▶ [DIRECTIVES]:
**A.** Reproduce the part of the cryptocurrency text that opens with the words containing "If you are considering" and closes with "areas of investing.", copying it word for word.
**B.** Resume the text on cryptocurrency and commodity investing, continuing it past its final sentence.
* START TEXT EXCERPT *
Cryptocurrency: Now Considered a Commodity

Now there is a commodity newcomer: cryptocurrency. This means that in the cryptocurrency market, virtual currencies can be traded as commodities – similar to how one trades gold, oil, coffee, or wheat. In a landmark ruling last September 2018, United States Federal Judge Rya Zobel declared that virtual currencies meet the definition of a commodity under the Commodity Exchange Act (CEA). What this signifies is that the Commodity Futures Trading Commission (CFTC) has regulatory jurisdiction over cryptocurrency trading and is subject to the same regulations as commodity trading. Some of the most highly-traded cryptocurrencies are Bitcoin, Ethereum, and Ripple.

Investing In Commodities

If you are considering investing in commodities, there are several ways to do so. One way is to buy different amounts of physical raw commodities.  An example of this is purchasing precious metal bullions.  Another way that you can invest in commodities is through futures contracts or ETPs (Exchange-Traded Products).  Other ways of investing in commodities include mutual funds, index funds, and stocks. These investments are highly complex because of their volatile nature.  Consulting an experienced broker is recommended. Commodity investing is usually done by more seasoned investors. For those who are interested in commodities, you need to first get involved with the more basic areas of investing.
* END TEXT EXCERPT *
* START ENTRIES SHOWN *
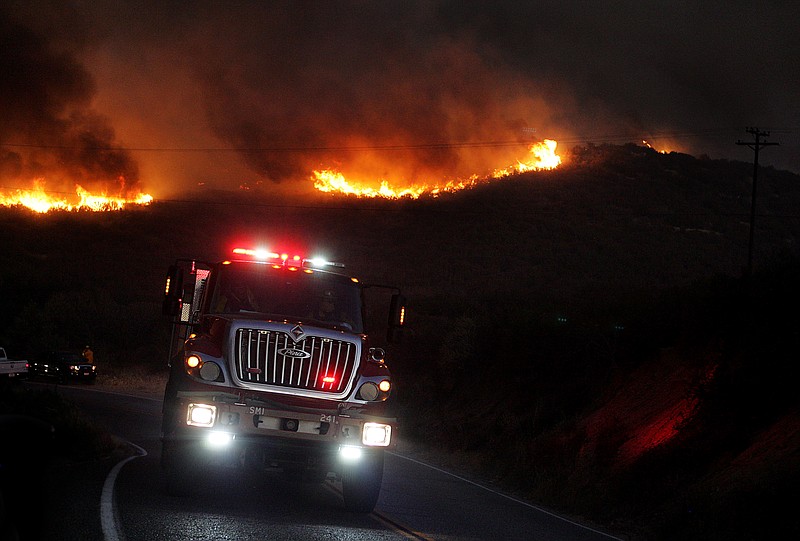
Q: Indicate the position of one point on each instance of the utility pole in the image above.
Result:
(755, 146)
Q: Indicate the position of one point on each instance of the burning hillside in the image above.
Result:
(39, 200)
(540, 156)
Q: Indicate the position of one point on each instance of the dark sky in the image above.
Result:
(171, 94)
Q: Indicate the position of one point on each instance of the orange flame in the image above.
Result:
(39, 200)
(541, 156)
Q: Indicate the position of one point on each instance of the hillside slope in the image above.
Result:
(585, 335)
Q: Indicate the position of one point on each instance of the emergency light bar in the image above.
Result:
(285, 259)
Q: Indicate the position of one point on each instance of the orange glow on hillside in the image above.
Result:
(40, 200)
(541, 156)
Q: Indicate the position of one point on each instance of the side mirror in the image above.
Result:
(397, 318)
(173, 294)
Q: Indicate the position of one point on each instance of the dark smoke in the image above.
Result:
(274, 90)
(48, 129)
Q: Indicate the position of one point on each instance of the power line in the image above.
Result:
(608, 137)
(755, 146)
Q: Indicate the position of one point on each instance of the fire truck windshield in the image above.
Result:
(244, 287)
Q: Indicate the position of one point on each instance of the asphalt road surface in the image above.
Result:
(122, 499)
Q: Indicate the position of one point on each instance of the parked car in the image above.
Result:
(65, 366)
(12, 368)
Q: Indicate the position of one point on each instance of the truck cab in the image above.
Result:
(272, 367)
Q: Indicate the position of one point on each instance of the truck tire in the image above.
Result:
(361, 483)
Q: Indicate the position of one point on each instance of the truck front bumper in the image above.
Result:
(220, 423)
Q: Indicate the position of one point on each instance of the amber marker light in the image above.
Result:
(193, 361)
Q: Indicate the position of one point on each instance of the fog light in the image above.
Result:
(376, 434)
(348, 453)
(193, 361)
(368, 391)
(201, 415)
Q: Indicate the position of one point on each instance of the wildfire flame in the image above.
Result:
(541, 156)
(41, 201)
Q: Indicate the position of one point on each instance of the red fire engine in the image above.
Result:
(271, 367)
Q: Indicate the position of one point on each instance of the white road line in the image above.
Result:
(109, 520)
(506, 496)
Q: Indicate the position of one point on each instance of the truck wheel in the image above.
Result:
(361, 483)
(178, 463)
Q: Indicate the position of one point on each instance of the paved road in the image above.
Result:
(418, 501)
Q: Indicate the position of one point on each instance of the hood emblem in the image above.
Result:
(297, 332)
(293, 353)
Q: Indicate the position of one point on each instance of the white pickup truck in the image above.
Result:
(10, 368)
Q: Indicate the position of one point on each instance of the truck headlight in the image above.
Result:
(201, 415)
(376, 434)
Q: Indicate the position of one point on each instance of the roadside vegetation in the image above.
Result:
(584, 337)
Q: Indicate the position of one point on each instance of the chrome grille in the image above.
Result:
* END ENTRIES SHOWN *
* START ENTRIES SHOWN *
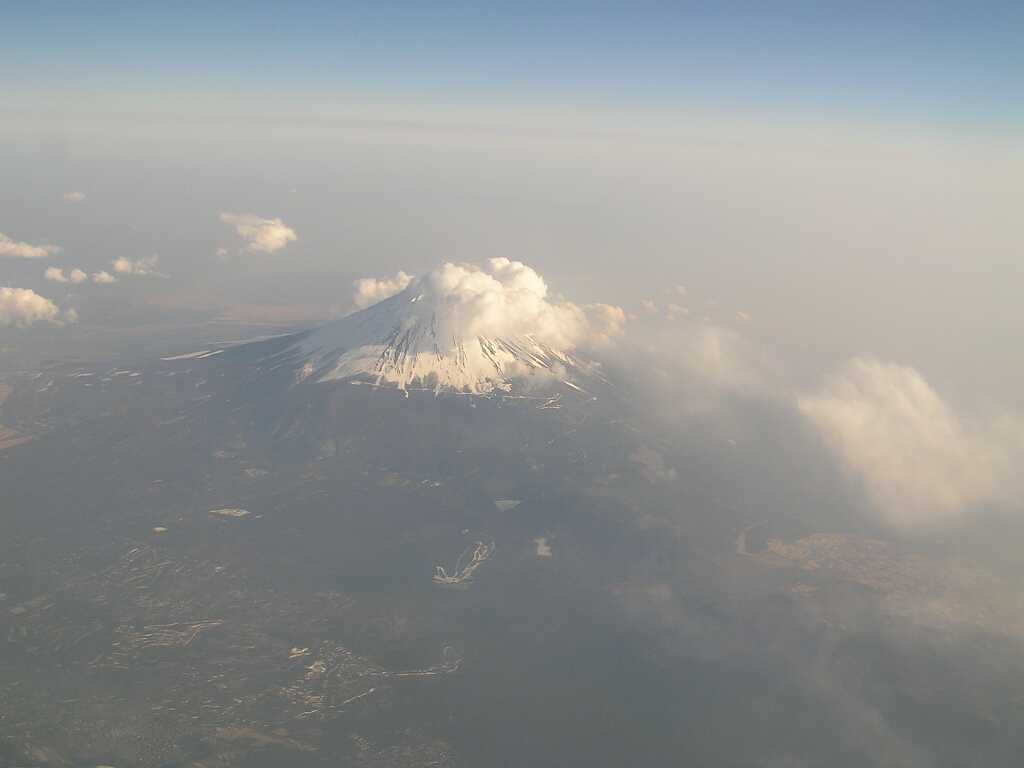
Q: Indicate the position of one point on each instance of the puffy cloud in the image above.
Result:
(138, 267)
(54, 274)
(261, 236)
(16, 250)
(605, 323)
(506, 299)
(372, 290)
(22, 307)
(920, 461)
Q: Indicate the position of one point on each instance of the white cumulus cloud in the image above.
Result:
* END ENTRIES SHOWN *
* START ENTRIES SHOWN *
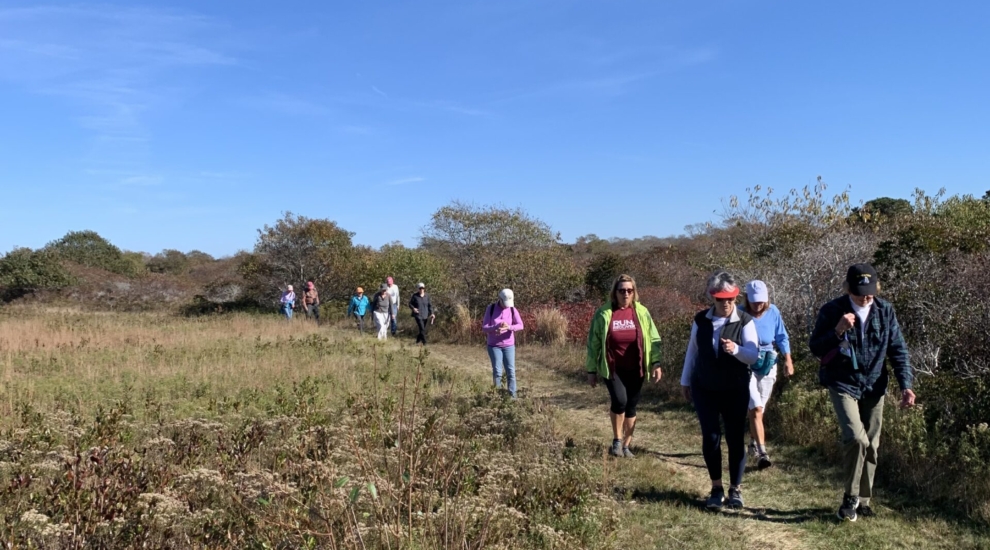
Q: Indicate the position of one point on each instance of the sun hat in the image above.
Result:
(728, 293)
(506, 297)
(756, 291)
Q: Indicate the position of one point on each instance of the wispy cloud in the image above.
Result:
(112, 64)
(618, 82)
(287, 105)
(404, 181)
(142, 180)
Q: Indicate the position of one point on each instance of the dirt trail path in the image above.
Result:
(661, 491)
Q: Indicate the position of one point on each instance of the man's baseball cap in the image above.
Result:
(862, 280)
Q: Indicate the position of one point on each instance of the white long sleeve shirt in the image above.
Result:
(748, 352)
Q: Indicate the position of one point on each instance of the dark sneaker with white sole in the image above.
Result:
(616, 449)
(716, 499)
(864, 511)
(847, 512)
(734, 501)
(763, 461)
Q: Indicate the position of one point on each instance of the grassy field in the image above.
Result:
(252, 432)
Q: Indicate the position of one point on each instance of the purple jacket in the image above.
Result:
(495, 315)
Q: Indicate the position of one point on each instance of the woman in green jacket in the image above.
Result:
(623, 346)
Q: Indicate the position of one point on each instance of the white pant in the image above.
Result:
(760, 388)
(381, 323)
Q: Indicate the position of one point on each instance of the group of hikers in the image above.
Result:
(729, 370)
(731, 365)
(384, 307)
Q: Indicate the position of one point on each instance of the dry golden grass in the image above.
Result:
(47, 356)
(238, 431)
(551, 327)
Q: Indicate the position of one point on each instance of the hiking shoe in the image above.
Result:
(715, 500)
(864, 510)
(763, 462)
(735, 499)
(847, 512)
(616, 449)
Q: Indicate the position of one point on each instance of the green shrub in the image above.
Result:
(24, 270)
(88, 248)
* END ENTRIES SHOWN *
▶ [EXERCISE RESULTS]:
**A.**
If you are considering investing in commodities, there are several ways to do so. One way is to buy different amounts of physical raw commodities.  An example of this is purchasing precious metal bullions.  Another way that you can invest in commodities is through futures contracts or ETPs (Exchange-Traded Products).  Other ways of investing in commodities include mutual funds, index funds, and stocks. These investments are highly complex because of their volatile nature.  Consulting an experienced broker is recommended. Commodity investing is usually done by more seasoned investors. For those who are interested in commodities, you need to first get involved with the more basic areas of investing.

**B.**
There are many commodities exchanges around the globe. Many specialize in specific commodities.  For instance, you can only trade in metal commodities at the London Metal Exchange. In the US, some of the most popular commodities exchanges are the New York Mercantile Exchange and the Intercontinental Exchange which is based in Atlanta.

Investing in oil, gold, and other base metals is an ideal place to begin for commodity investors. Before you invest in commodities, consider asking three key questions.  The first question is ‘what is the current level of world production?’ The second question is, ‘are there new supply sources?’ The third question to ask is ‘is there undergoing exploration for potential supplies?’ The basic economic principles of supply and demand govern the commodities market.

Benefits of Investing in the Commodity Market

Why invest in the commodity market? Here are the benefits of commodity investing:


Commodities are able to diversify an investment portfolio.  Commodity returns usually have minimal or no correlation with the returns of other stocks and bonds. In fact, when bonds and stocks fall, then the price of commodities rise. This movement may or may not be connected at all. This is because the factors that affect other assets do not affect the returns on commodities. Therefore, a diversified portfolio with a low relationship between its assets will have less tendency to have volatile returns.

High Returns

Since commodity markets are volatile and individual prices can fluctuate based on current supply and demand, they can have massive swings in prices. Good investors who study the commodities market well can take advantage of these huge price swings in order to make a profit.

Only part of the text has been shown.